* _Work instructions_: Return the material below verbatim, line for line, without any alteration.

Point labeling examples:
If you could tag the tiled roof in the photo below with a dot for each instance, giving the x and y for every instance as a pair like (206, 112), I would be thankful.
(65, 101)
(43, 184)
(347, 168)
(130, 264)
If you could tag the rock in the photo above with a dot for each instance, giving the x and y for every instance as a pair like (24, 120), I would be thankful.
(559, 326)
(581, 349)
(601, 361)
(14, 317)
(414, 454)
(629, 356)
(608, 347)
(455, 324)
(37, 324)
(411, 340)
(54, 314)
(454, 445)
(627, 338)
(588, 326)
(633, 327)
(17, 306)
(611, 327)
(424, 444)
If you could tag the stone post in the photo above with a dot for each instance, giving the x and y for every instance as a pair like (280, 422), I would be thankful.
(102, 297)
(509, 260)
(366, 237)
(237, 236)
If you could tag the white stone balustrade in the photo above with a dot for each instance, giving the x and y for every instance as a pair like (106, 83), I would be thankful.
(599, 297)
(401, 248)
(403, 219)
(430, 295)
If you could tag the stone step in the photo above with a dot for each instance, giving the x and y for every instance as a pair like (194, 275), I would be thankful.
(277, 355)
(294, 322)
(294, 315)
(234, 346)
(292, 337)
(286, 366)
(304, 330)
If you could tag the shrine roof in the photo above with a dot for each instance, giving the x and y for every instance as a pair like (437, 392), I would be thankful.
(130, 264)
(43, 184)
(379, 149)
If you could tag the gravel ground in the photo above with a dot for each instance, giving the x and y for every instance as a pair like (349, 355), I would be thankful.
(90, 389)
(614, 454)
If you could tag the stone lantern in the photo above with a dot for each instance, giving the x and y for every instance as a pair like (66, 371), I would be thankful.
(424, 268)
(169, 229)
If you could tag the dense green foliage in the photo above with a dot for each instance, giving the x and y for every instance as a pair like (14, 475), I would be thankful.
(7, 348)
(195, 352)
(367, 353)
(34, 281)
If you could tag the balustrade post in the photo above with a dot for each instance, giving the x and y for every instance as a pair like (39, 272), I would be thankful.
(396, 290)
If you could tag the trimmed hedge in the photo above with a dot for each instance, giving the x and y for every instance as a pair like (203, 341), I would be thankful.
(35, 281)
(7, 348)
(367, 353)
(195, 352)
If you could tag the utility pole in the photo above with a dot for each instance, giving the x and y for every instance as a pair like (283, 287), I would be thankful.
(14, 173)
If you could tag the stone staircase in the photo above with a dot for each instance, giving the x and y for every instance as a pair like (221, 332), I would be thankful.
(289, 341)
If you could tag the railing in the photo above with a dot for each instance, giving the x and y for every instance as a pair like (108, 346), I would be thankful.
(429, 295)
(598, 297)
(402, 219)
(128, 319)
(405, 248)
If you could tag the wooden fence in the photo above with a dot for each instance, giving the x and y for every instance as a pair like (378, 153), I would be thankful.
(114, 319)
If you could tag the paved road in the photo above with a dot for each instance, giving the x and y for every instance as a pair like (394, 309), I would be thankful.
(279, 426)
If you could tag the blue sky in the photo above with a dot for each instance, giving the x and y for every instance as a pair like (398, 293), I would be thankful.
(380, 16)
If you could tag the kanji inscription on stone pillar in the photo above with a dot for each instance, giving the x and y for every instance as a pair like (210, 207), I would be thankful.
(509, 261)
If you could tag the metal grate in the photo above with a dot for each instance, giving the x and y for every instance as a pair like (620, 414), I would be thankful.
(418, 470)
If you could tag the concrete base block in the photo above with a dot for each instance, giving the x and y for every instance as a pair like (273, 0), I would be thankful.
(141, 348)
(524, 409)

* _Response_:
If you could tag the tiled roof in the photo below with a dot for each instance, giving the x and y for every instance as a pair like (206, 112), I would be thankful.
(65, 101)
(43, 184)
(347, 168)
(130, 264)
If you could tag the rock in the photo above with a dot for each instance, giving the x and y for every instance as a pair like (24, 120), I would be thankful.
(559, 326)
(581, 349)
(601, 361)
(14, 317)
(414, 454)
(629, 356)
(608, 347)
(455, 324)
(37, 324)
(411, 340)
(54, 314)
(454, 445)
(627, 338)
(588, 326)
(633, 327)
(17, 306)
(611, 327)
(424, 444)
If you could tag the stone post in the photo above with a dot for each instance, giving the x and y for every instance as a pair like (280, 422), I would be thankful.
(102, 297)
(509, 260)
(366, 237)
(237, 236)
If you could tag the white stone balustrade in the photo above with a dot for each instance, giving the x and y for every instance as a pair like (106, 83), I would be thankful.
(599, 297)
(401, 248)
(403, 219)
(430, 295)
If you could tag the stone step in the photo above with a dot for each instance, giving the x and y for every instance as a pair like (194, 275), I would be thankful.
(277, 355)
(294, 322)
(294, 315)
(234, 346)
(292, 337)
(286, 366)
(304, 330)
If you could tag the shrine roof in the photo above with a dot for each instance, giving the x and y for every instance as a pair like (437, 392), I would be thankful.
(130, 264)
(43, 184)
(379, 149)
If you could tag the gravel ground in the photo above with a dot for each instance, giving the x and y for every instance as a pair like (349, 355), I would be thankful.
(90, 389)
(614, 454)
If you could tag the stone lantern in the photo above with a dot for each instance, giving the x and y for every instance as a pair like (66, 371), I would be thankful.
(424, 268)
(169, 229)
If you could tag the dense green foliage in the photo above with a dot for each instance, giving the x and y for every instance as a pair like (14, 475), I would be thankful.
(7, 348)
(195, 352)
(367, 353)
(34, 281)
If you could tag the balustrade post in the photo above with a dot for each instance, giving the x and y for every instance as a pair like (39, 272), I would be thankful.
(396, 290)
If you could tag the trimmed hedge in the photo above with a dot for each instance, giving the x and y for every instance as a pair like (203, 341), I would be thankful.
(35, 281)
(7, 348)
(367, 353)
(195, 352)
If you could tag the utility pole in the photo above with a dot for each instance, giving the x and y for every instance as a pair like (283, 287), I would be thankful.
(14, 173)
If you could tag the stone staircase in the photo above with a dot for each instance, giving the x and y for every instance as a pair like (221, 332), I would be thankful.
(289, 341)
If you could tag the railing in the photo above with a dot for each instance, giving the x and y for every instance as a pair like (108, 346), I would be thankful.
(429, 295)
(598, 297)
(402, 219)
(128, 319)
(405, 248)
If you could tag the wooden fence in the photo above with a dot for each instance, giving the x and y for every instance as a pair like (378, 153), I would be thankful.
(114, 319)
If you could tag the paved road in the photo above with a dot for each instance, giving the x and y for every instance as a pair like (394, 309), I would be thankful.
(279, 426)
If you could tag the blue sky in the photo above with a dot for each instance, giving the x and y for every instance as a pair like (398, 293), I would be thankful.
(380, 16)
If you could tag the kanji inscription on stone pillar in the photo above with a dot for each instance, giving the x and y for every instance as a pair like (210, 207), I would be thankful.
(509, 261)
If you could tag the metal grate in the photo above with a dot for each instance, giving the x and y for every instance as a pair like (620, 414), I would be thankful.
(418, 470)
If you could tag the concrete base block in the photo above with a dot for each instance, giving the x and y for every instance as a pair like (273, 0), I would be thankful.
(141, 348)
(524, 409)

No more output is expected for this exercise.